:: GOAL OF THE EXERCISE ::
Every line from the start of the records through the line with "Target: sofa back cushion" is to be written out exactly; pictures are not.

Collection entries
>>>>>
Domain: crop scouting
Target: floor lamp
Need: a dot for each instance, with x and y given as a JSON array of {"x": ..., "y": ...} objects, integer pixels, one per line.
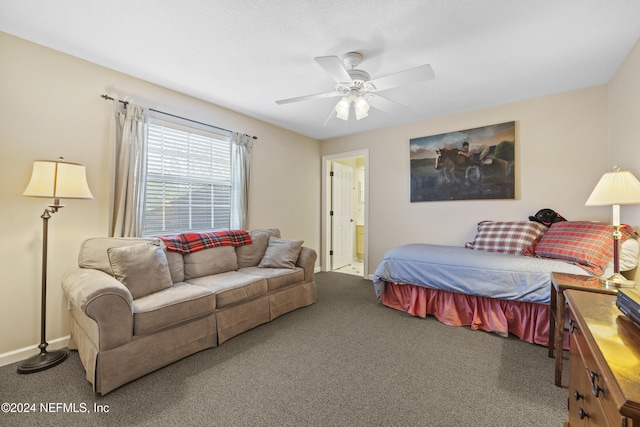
[
  {"x": 55, "y": 179},
  {"x": 614, "y": 189}
]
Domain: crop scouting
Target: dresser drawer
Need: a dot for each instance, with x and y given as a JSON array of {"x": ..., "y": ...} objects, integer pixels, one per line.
[{"x": 602, "y": 360}]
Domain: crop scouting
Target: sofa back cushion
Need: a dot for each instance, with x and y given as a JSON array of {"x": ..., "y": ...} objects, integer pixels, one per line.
[
  {"x": 142, "y": 268},
  {"x": 251, "y": 255},
  {"x": 93, "y": 254},
  {"x": 281, "y": 253},
  {"x": 210, "y": 261}
]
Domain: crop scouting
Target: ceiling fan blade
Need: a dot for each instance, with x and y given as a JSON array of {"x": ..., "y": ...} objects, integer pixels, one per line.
[
  {"x": 404, "y": 78},
  {"x": 333, "y": 66},
  {"x": 308, "y": 97},
  {"x": 383, "y": 104}
]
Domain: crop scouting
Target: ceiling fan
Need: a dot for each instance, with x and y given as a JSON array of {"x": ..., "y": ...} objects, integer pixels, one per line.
[{"x": 356, "y": 87}]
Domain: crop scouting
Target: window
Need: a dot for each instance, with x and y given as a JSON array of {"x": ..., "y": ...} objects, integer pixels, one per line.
[{"x": 188, "y": 183}]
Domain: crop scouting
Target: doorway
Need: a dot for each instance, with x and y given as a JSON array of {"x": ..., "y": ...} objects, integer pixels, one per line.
[{"x": 345, "y": 213}]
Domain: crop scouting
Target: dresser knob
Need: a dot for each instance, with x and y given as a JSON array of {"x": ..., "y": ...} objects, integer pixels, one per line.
[
  {"x": 595, "y": 389},
  {"x": 572, "y": 326},
  {"x": 582, "y": 414}
]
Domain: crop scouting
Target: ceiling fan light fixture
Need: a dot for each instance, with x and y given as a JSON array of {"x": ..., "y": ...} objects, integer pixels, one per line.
[
  {"x": 342, "y": 108},
  {"x": 362, "y": 107}
]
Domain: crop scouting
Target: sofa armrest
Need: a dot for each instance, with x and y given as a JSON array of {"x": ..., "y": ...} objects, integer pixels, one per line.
[
  {"x": 103, "y": 299},
  {"x": 307, "y": 260}
]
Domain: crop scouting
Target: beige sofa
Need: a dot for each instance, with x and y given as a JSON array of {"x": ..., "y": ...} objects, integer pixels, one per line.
[{"x": 136, "y": 307}]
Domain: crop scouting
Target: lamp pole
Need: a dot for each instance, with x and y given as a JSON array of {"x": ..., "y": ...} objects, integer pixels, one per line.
[{"x": 45, "y": 359}]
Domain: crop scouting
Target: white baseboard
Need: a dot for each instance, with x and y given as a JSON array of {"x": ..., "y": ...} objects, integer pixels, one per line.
[{"x": 26, "y": 352}]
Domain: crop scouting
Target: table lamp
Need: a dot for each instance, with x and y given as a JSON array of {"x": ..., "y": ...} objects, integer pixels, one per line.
[{"x": 616, "y": 188}]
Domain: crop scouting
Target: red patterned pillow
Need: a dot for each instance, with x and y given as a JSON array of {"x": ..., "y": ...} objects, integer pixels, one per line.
[
  {"x": 584, "y": 243},
  {"x": 509, "y": 237}
]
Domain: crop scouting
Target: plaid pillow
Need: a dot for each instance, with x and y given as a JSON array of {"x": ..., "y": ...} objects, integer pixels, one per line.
<<<<<
:: ANSWER FOR THIS EXERCISE ::
Domain: crop scouting
Target: floor lamp
Need: a dot for each instance, with x and y given as a JSON array of {"x": ..., "y": ...} objects, integer pixels, one per line.
[
  {"x": 55, "y": 179},
  {"x": 614, "y": 189}
]
Domain: crop scouting
Target: dresser drawer
Need: a dot for each instance, with x and y given as a JSON array of {"x": ..., "y": ...} objects, integer pixels, one per line.
[{"x": 602, "y": 360}]
Domain: crop scouting
Target: sofa back cushion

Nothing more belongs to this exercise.